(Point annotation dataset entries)
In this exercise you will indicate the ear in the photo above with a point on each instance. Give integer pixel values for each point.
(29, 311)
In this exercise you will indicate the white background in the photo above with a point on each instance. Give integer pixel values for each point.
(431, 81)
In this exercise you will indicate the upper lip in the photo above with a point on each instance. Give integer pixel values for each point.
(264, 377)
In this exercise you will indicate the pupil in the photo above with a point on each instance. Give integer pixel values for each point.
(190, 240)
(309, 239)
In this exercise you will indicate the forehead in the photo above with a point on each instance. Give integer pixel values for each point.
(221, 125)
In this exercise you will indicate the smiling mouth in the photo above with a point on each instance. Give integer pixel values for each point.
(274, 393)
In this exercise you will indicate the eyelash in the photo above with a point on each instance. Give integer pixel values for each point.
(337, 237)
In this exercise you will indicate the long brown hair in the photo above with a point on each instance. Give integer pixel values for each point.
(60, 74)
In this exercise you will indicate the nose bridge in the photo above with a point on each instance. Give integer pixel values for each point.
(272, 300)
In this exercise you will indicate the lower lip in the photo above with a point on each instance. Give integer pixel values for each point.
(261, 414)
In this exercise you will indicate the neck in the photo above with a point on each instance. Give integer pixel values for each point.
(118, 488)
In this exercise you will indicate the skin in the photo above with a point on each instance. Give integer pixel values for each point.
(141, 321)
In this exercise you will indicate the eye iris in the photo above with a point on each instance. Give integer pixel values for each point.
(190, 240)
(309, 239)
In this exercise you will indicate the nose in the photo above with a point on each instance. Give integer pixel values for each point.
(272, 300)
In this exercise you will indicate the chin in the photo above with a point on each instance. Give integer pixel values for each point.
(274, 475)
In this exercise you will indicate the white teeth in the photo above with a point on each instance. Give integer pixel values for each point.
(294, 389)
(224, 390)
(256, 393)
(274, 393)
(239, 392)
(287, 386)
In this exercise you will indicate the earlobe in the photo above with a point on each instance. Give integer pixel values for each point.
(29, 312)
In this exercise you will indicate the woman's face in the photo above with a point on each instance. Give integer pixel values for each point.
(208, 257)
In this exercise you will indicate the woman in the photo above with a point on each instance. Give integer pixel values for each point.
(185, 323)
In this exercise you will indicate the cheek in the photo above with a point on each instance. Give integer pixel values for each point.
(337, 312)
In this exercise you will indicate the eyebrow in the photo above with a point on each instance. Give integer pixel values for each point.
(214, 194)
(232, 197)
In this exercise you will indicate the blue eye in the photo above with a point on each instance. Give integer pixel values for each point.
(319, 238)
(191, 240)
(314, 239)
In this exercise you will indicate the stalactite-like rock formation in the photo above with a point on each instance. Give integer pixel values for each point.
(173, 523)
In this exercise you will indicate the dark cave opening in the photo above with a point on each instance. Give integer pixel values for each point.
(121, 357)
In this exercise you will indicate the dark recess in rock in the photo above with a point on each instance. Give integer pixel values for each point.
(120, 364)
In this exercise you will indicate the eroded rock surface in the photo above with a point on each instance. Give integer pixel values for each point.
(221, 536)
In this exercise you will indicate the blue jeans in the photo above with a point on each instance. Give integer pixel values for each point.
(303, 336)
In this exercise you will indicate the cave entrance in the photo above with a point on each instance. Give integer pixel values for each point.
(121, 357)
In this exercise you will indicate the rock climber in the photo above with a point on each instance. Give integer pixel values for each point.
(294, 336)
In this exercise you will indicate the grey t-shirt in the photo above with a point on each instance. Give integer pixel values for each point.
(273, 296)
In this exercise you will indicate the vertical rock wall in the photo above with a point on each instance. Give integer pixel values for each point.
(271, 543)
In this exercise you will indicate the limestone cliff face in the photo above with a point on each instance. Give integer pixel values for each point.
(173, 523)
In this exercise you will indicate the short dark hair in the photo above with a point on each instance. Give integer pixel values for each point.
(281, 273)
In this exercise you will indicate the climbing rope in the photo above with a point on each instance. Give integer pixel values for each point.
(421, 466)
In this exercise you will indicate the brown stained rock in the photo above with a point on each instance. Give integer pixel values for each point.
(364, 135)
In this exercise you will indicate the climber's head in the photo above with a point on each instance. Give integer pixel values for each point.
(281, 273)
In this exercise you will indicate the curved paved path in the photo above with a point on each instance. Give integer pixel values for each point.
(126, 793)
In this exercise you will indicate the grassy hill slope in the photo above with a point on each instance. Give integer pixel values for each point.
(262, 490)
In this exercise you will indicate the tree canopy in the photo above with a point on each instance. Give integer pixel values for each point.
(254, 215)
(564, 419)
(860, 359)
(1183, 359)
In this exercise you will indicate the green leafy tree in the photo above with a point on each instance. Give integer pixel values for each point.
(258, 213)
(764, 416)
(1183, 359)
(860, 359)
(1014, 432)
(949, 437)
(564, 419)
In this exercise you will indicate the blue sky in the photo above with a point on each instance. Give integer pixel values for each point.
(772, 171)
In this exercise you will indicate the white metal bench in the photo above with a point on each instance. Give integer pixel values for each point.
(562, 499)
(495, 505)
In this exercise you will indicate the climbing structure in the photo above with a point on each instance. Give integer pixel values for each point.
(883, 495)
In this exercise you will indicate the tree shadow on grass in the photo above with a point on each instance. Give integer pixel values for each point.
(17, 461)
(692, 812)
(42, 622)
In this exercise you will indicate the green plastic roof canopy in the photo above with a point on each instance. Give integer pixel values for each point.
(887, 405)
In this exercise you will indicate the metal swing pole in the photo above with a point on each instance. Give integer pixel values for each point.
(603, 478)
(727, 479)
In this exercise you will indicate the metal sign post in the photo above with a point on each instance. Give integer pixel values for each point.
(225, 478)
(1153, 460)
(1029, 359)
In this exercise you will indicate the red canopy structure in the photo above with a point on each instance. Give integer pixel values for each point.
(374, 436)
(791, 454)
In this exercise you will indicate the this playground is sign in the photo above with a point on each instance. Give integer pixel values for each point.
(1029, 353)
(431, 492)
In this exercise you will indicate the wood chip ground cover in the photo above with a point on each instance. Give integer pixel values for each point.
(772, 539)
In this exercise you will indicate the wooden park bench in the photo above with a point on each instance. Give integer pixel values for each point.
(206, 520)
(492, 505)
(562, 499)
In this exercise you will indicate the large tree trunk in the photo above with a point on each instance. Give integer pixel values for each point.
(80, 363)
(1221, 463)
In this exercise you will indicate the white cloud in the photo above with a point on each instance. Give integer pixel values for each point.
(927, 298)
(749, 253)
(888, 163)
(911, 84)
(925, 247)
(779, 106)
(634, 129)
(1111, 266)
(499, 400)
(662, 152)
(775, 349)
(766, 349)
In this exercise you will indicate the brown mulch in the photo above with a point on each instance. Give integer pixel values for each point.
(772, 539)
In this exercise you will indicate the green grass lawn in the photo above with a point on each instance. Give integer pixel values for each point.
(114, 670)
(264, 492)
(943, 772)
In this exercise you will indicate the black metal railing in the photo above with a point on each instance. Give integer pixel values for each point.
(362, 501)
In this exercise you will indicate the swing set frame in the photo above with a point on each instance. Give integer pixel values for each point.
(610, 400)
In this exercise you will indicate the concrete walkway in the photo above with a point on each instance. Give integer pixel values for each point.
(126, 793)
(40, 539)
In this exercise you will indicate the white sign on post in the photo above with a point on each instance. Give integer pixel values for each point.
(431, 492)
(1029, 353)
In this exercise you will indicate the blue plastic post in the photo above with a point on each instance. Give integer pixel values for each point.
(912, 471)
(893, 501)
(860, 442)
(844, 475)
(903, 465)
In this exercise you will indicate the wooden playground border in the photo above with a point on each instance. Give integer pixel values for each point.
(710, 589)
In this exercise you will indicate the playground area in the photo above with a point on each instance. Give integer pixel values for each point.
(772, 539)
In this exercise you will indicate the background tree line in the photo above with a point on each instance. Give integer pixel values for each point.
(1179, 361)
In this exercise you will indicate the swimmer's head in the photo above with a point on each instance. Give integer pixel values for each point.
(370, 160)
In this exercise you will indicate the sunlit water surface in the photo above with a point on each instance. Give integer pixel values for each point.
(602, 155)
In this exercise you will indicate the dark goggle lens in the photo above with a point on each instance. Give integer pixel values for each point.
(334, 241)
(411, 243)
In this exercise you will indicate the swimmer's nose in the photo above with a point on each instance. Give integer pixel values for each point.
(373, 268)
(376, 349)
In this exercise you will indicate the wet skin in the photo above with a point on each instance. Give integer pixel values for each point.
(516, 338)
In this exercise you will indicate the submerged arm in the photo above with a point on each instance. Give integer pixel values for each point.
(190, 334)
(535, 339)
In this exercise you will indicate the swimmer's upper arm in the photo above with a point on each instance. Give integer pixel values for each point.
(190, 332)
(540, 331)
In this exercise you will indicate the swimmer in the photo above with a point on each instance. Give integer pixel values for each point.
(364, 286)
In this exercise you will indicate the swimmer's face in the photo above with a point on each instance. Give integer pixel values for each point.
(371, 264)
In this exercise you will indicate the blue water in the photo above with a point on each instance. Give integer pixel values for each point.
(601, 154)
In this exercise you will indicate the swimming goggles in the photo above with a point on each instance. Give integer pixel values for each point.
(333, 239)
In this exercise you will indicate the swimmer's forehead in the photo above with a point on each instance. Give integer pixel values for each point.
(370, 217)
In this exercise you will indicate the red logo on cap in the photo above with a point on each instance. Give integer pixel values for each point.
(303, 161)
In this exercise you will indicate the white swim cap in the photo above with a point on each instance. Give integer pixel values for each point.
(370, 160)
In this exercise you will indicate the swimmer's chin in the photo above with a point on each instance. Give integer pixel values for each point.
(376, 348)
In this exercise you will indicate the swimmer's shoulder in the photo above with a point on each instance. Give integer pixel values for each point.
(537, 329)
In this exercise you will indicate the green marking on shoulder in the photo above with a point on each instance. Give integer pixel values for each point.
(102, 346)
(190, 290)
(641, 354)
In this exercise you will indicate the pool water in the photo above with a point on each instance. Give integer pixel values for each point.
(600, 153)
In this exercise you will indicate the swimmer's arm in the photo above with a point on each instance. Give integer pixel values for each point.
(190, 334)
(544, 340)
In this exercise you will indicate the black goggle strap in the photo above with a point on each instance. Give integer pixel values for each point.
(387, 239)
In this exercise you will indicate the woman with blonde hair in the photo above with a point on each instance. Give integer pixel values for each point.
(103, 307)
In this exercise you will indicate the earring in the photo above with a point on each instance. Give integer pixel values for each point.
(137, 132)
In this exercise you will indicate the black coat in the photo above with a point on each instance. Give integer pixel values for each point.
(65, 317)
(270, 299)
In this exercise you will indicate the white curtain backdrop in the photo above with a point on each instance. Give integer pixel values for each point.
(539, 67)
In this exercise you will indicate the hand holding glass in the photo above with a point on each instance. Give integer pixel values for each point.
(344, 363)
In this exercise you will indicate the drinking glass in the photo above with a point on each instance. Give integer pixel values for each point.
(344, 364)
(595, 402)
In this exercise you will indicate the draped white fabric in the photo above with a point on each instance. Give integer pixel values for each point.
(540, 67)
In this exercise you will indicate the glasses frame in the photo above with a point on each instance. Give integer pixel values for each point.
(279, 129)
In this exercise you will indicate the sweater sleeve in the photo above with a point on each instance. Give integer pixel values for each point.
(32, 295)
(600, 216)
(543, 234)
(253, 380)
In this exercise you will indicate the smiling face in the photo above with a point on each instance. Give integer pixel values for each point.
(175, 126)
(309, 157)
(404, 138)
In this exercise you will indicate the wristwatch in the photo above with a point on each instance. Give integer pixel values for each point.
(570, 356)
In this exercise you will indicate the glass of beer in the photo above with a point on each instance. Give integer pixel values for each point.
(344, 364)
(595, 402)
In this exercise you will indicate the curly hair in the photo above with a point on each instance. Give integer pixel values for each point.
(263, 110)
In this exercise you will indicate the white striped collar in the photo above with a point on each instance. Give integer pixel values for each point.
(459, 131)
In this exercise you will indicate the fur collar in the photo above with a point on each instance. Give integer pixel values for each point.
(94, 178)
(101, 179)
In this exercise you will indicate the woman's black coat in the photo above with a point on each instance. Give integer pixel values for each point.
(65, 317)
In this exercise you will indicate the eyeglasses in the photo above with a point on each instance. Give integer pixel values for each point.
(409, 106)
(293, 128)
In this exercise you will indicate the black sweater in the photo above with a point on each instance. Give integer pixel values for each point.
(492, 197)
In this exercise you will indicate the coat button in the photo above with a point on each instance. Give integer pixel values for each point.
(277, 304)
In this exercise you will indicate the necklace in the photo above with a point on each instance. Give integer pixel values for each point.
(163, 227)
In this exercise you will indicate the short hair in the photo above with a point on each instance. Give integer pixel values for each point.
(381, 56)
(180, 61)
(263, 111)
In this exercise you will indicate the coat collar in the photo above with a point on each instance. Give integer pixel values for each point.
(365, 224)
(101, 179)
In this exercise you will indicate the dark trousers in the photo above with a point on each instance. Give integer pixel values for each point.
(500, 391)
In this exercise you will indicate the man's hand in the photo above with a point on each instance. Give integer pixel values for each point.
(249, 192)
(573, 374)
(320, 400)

● TASK DETAILS
Reproduce word for word everything in the entries above from the line containing "In this exercise you will indicate the climbing structure" down to the line containing "(1029, 359)", including both of those lines.

● OUTPUT
In this exercise you will indicate the climbing structure in the photo above with a point on each instance. Give integer pixel values for each point.
(883, 495)
In this exercise you will indicate the tree shadow on grass in the photo above with a point on each instance. Give integer pixel values for each point.
(17, 461)
(692, 812)
(42, 622)
In this exercise you will indicate the green plastic roof canopy in the photo above with a point on each instance. Give integer pixel values for each point.
(887, 405)
In this exercise you will indicate the metal swing pole in the photo above with a point on each instance. Give integer pixel values for each point.
(603, 478)
(727, 479)
In this exercise you will indicate the metal sign post in the photo above with a point on each instance. Give integer pixel values for each point.
(225, 478)
(1153, 460)
(1029, 359)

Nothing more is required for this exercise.